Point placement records
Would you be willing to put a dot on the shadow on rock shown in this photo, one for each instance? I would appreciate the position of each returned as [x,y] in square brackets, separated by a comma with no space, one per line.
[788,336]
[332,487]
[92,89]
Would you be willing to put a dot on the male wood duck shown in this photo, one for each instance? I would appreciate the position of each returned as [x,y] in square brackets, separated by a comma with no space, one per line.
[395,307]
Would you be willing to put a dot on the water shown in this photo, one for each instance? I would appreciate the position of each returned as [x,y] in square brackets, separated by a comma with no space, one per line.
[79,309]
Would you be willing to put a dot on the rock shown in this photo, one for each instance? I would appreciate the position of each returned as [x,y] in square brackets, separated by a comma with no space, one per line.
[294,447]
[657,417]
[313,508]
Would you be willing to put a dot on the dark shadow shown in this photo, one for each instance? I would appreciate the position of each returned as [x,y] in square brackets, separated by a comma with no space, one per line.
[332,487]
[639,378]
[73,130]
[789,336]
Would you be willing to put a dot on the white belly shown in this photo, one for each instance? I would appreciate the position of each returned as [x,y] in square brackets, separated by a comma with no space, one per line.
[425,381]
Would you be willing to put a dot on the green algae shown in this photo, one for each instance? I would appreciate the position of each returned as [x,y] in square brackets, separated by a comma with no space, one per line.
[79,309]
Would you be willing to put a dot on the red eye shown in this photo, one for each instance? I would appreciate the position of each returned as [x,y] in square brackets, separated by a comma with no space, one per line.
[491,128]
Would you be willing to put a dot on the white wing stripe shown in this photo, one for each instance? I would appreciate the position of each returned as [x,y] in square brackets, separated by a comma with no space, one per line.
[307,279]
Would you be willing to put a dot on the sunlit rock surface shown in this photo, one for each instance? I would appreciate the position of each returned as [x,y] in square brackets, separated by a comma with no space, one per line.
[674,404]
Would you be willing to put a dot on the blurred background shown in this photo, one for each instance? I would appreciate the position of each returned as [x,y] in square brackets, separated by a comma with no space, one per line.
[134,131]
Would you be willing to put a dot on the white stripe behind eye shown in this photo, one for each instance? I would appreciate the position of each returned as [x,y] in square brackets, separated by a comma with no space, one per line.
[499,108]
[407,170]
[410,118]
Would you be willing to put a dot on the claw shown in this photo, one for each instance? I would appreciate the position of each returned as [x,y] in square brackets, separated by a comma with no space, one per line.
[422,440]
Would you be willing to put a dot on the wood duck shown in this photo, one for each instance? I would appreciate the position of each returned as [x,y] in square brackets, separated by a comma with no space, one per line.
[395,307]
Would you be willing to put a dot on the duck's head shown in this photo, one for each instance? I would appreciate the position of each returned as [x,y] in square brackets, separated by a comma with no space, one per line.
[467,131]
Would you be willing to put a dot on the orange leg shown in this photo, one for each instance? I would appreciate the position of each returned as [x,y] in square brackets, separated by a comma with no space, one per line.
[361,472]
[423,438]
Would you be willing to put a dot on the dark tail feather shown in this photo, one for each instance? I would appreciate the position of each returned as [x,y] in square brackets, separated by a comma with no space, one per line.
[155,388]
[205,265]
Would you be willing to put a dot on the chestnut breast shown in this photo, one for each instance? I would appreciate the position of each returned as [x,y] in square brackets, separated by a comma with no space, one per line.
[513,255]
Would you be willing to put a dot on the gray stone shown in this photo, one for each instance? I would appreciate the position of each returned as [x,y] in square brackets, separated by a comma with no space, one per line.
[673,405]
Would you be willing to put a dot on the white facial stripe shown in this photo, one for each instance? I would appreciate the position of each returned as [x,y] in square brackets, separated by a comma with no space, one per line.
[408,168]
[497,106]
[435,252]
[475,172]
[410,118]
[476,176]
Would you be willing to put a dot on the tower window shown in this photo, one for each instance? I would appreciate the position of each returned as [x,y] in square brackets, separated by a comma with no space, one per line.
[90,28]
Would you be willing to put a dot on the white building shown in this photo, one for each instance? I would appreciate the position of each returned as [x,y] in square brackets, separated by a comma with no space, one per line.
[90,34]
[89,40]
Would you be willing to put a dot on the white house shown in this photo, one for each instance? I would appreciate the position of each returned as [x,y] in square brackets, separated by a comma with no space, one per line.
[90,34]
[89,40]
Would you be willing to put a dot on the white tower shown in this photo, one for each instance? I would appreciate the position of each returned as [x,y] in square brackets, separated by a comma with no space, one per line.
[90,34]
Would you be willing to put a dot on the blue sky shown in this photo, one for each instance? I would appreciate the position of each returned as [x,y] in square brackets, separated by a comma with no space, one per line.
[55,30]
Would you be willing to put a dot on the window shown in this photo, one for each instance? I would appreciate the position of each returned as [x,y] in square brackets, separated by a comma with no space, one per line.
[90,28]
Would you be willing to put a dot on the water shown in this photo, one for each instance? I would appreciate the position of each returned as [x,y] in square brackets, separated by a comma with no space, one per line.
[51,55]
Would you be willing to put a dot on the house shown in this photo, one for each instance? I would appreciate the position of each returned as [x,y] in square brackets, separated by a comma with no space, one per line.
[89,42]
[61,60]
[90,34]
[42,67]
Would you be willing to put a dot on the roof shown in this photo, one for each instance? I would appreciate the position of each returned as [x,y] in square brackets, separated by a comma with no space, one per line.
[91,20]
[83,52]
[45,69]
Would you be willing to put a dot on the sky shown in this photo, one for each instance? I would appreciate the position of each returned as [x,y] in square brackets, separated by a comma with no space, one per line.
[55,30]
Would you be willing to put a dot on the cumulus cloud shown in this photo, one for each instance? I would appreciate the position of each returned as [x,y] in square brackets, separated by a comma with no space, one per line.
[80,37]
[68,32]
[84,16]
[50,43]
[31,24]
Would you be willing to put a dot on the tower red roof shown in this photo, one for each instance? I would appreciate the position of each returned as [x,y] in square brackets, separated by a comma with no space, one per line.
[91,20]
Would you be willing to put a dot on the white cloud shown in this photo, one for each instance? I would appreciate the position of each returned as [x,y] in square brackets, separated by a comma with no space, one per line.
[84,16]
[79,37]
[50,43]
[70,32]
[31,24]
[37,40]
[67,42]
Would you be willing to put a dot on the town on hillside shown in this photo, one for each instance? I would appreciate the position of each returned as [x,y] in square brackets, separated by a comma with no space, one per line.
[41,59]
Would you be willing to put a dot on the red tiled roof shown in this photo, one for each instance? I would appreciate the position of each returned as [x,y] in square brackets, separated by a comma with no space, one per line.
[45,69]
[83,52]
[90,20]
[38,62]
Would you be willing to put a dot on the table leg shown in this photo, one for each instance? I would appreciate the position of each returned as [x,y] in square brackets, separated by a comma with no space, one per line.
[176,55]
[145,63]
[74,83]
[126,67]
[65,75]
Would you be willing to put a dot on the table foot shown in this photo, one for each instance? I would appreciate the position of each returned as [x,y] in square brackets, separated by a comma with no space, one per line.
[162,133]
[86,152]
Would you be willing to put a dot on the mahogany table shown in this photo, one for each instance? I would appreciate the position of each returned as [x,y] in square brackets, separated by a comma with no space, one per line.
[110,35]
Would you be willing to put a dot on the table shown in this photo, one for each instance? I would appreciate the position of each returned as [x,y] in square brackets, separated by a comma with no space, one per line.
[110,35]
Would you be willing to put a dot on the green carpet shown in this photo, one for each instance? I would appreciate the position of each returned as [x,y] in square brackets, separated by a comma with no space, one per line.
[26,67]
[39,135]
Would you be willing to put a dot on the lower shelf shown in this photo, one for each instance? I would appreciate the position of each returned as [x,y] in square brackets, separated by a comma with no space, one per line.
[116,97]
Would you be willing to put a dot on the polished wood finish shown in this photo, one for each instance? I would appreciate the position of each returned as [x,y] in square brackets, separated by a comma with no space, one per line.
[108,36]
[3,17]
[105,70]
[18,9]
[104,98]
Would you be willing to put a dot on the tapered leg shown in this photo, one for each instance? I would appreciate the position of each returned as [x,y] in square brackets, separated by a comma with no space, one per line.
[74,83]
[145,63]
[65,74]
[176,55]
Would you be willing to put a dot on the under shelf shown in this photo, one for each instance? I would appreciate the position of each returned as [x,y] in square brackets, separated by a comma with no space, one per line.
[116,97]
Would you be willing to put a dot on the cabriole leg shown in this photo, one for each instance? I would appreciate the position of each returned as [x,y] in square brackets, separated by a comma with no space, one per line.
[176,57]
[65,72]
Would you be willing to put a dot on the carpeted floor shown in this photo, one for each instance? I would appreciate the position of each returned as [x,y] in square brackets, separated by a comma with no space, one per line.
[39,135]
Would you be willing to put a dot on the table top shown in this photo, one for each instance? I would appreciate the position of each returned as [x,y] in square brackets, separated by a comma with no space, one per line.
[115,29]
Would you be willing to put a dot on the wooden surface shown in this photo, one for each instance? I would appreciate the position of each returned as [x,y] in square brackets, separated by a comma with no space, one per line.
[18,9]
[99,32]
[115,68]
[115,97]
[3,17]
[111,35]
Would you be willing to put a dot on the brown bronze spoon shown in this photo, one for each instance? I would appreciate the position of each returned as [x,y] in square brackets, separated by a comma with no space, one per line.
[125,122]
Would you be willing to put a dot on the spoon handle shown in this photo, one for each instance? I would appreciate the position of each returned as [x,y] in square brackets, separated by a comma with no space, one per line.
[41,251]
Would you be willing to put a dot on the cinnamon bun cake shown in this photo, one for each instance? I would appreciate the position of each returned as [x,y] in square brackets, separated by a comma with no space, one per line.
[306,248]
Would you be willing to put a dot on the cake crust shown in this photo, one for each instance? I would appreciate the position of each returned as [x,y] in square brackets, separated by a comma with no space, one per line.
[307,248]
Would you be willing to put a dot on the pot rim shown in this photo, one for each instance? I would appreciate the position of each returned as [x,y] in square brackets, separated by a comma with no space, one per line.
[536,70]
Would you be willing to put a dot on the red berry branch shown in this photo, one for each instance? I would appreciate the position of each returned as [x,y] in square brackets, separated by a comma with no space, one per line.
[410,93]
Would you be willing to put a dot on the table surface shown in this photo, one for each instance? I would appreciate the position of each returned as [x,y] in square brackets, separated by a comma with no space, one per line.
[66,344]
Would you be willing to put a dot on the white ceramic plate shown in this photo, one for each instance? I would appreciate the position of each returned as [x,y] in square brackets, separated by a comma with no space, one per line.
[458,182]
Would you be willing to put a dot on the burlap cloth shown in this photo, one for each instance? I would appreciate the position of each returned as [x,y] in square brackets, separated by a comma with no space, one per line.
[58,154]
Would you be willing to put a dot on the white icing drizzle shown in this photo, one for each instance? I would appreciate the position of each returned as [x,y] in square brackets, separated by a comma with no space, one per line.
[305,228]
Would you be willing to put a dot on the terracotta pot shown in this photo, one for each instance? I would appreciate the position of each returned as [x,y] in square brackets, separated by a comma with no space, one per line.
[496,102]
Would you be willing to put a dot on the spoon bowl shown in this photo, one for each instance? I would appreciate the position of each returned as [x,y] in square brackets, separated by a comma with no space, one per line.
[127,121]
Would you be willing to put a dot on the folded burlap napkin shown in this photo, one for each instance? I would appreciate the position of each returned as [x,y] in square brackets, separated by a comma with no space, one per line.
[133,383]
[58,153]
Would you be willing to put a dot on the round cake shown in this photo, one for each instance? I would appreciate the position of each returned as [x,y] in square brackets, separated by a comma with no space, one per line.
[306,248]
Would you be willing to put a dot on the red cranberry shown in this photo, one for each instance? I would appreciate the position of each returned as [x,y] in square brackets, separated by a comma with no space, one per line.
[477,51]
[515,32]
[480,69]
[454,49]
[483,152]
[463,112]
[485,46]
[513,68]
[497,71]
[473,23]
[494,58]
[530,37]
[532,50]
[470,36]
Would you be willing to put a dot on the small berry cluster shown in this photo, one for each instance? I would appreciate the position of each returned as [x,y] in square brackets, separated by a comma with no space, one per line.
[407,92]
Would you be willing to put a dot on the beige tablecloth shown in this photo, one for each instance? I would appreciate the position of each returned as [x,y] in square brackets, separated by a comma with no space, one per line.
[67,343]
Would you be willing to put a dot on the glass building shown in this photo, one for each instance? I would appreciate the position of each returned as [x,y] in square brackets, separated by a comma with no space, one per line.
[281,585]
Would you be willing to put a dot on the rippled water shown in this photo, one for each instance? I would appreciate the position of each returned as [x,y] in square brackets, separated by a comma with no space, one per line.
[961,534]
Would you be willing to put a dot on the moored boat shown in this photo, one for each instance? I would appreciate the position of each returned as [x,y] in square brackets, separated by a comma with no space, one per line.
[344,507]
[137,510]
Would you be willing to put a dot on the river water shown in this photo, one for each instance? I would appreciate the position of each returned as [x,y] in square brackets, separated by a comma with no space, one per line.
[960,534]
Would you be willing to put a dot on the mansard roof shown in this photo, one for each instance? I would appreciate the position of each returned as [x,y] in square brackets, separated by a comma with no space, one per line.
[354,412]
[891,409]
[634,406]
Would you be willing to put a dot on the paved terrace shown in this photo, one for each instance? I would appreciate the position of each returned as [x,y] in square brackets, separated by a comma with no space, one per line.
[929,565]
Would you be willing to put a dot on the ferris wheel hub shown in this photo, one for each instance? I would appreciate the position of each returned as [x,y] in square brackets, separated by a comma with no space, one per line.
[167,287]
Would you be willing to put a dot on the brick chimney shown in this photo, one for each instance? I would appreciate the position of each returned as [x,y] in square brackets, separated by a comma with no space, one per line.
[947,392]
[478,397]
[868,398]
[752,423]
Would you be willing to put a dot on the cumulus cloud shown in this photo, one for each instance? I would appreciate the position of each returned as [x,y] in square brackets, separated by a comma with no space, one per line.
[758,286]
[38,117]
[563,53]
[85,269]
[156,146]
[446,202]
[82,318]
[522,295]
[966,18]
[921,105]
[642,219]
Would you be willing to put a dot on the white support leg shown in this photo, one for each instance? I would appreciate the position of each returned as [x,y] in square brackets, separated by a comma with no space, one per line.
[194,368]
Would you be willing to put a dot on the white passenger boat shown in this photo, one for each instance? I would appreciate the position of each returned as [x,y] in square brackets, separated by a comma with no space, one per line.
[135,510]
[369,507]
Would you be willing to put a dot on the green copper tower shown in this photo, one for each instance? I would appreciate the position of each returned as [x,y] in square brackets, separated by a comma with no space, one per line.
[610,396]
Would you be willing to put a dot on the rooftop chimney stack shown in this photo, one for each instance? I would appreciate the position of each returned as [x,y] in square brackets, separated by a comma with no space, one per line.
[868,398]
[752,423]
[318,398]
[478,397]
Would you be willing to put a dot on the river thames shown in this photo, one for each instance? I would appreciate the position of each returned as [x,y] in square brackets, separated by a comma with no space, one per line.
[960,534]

DO THIS →
From the line that contains "the white support" down to the last line of the listing above, repeat each line exactly, and include nothing else.

TASK RESULT →
Would you be willing to put a dot on the white support leg shown in this photo, one for each instance? I would appreciate the position of each returned as [x,y] in square brackets, separated by a comma with no space, one per line.
[194,368]
Would you be willing to put a dot on the white passenger boat shown in this photo, one for each instance? I would appreciate the position of each returned as [x,y] in square brackets, separated by a comma with no space, one per line.
[135,510]
[369,507]
Would you be willing to put a dot on the green copper tower shown in this photo, one for each instance? I would appreciate the position of each returned as [x,y] in square brackets, separated by a comma with no space, one per line.
[610,396]
Would you be willing to put a dot on the rooftop chimney stack shown in this photo, one for each instance? I would appreciate the position of each returned as [x,y] in square brackets, separated by a comma with no space, one per line.
[868,398]
[752,423]
[318,398]
[478,397]
Would you be willing to put a dot on the river thames shown in this photo, one for each instance? I would appreciate the position of each returned as [x,y] in square brackets, separated by a comma with no space, one per line.
[960,534]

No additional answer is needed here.